→ **Extracted text**:

References listed in PDB file
Key reference
Title A structural and thermodynamic escape mechanism from a drug resistant mutation of the HIV-1 protease.
Authors S.Vega, L.W.Kang, A.Velazquez-Campoy, Y.Kiso, L.M.Amzel, E.Freire.
Ref. Proteins, 2004, 55, 594-602. [DOI no: 10.1002/prot.20069]
PubMed id 15103623
Abstract
The efficacy of HIV-1 protease inhibition therapies is often compromised by the appearance of mutations in the protease molecule that lower the binding affinity of inhibitors while maintaining viable catalytic activity and substrate affinity. The V82F/I84V double mutation is located within the binding site cavity and affects all protease inhibitors in clinical use. KNI-764, a second-generation inhibitor currently under development, maintains significant potency against this mutation by entropically compensating for enthalpic losses, thus minimizing the loss in binding affinity. KNI-577 differs from KNI-764 by a single functional group critical to the inhibitor response to the protease mutation. This single difference changes the response of the two inhibitors to the mutation by one order of magnitude. Accordingly, a structural understanding of the inhibitor response will provide important guidelines for the design of inhibitors that are less susceptible to mutations conveying drug resistance. The structures of the two compounds bound to the wild type and V82F/I84V HIV-1 protease have been determined by X-ray crystallography at 2.0 A resolution. The presence of two asymmetric functional groups, linked by rotatable bonds to the inhibitor scaffold, allows KNI-764 to adapt to the mutated binding site cavity more readily than KNI-577, with a single asymmetric group. Both inhibitors lose about 2.5 kcal/mol in binding enthalpy when facing the drug-resistant mutant protease; however KNI-764 gains binding entropy while KNI-577 loses binding entropy. The gain in binding entropy by KNI-764 accounts for its low susceptibility to the drug-resistant mutation. The heat capacity change associated with binding becomes more negative when KNI-764 binds to the mutant protease, consistent with increased desolvation. With KNI-577, the opposite effect is observed. Structurally, the crystallographic B factors increase for KNI-764 when it is bound to the drug-resistant mutant. The opposite is observed for KNI-577. Consistent with these observations, it appears that KNI-764 is able to gain binding entropy by a two-fold mechanism: it gains solvation entropy by burying itself deeper within the binding pocket and gains conformational entropy by losing interaction with the protease.

→ **What to do**:
(A) Translate this sentence from the HIV-1 protease abstract into Spanish: "The V82F/I84V double mutation is located within the binding site cavity and affects all protease inhibitors in clinical use."
(B) According to the HIV-1 protease abstract, at what resolution were the structures of the two compounds determined by X-ray crystallography?
(C) Write a continuation of the HIV-1 protease abstract, starting after its final sentence.
The point localization data are not needed for this work.

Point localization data
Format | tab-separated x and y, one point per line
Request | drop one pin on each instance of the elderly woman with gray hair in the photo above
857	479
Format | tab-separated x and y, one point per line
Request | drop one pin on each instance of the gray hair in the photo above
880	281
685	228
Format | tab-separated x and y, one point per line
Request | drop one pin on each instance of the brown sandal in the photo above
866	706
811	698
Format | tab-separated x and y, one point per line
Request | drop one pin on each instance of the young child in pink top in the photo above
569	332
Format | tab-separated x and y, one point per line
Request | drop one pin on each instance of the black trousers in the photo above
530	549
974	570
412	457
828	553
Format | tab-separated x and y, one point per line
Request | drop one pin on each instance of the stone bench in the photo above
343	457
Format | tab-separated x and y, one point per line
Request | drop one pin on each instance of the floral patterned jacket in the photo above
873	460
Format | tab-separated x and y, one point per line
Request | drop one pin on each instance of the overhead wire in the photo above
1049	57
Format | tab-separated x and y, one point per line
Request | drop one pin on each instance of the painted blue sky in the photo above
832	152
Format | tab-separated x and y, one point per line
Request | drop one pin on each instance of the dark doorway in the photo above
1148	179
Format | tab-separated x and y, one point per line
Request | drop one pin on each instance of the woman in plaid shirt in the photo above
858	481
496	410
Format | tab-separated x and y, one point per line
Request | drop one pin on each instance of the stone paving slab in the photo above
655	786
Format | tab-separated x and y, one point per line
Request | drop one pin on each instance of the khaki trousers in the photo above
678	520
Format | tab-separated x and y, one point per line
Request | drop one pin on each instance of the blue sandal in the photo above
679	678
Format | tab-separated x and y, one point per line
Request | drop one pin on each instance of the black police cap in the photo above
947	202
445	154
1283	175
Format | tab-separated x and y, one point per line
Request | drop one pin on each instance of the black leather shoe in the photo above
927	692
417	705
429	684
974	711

→ **Responses per task**:
(A) La doble mutación V82F/I84V se encuentra dentro de la cavidad del sitio de unión y afecta a todos los inhibidores de la proteasa de uso clínico.

(B) 2.0 A resolution.

(C)
Figure 2.
Figure 2. The chemical structure of KNI-577 (left) and KNI-764 (right). Both inhibitors share the same allophenyl-norstatine scaffold at the P1 position (red) and the same functional groups at the P2 (blue) and P1 positions (green). The only difference is at the P2 position (magenta).
Figure 4.
Figure 4. Superposition of the complexes of KNI-764 (left) and KNI-577 (right) bound to wild-type (cyan) and double mutant (purple) protease.